---------- Data extracts ----------

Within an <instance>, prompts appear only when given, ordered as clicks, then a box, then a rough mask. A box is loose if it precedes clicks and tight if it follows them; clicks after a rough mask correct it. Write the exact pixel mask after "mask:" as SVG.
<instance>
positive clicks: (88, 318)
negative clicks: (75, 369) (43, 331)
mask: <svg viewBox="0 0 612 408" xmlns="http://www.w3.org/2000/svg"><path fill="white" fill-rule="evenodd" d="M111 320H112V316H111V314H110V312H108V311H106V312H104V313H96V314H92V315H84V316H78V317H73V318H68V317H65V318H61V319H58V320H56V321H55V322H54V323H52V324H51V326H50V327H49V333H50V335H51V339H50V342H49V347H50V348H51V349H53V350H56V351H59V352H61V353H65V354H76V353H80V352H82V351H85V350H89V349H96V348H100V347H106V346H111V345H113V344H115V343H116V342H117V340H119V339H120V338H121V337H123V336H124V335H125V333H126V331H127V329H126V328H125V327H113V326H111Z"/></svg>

----------
---------- Data extracts ----------

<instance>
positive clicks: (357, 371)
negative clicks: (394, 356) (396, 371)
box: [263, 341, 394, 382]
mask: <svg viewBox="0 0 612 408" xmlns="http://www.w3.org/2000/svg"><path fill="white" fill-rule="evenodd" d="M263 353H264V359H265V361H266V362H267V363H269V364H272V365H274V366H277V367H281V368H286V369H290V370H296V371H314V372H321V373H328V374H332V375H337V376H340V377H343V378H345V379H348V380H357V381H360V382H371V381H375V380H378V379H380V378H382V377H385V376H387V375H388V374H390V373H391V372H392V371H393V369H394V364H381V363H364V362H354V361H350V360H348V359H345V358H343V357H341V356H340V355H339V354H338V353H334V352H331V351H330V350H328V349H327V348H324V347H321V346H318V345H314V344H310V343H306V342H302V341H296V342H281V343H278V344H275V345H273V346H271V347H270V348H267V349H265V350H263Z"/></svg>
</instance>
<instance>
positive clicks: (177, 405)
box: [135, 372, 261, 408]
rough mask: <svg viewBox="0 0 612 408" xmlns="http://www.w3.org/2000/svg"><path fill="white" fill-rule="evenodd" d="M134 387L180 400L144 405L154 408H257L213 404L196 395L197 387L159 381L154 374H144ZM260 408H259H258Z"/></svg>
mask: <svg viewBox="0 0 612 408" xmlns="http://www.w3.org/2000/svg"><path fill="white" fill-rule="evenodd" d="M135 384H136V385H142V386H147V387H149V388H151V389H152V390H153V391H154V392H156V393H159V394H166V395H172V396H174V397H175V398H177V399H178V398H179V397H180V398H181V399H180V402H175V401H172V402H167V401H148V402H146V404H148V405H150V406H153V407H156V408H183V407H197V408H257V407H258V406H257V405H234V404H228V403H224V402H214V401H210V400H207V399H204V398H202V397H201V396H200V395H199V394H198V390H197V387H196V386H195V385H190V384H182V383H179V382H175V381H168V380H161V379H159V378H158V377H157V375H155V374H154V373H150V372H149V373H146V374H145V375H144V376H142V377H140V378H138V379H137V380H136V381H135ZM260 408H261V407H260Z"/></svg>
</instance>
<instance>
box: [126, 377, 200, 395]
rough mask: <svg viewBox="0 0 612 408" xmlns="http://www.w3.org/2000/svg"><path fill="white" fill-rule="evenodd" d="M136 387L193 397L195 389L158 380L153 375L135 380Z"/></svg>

----------

Exercise description: Search the listing above for lines containing "positive", and copy them.

Result of the task:
positive clicks: (88, 318)
positive clicks: (357, 371)
positive clicks: (177, 405)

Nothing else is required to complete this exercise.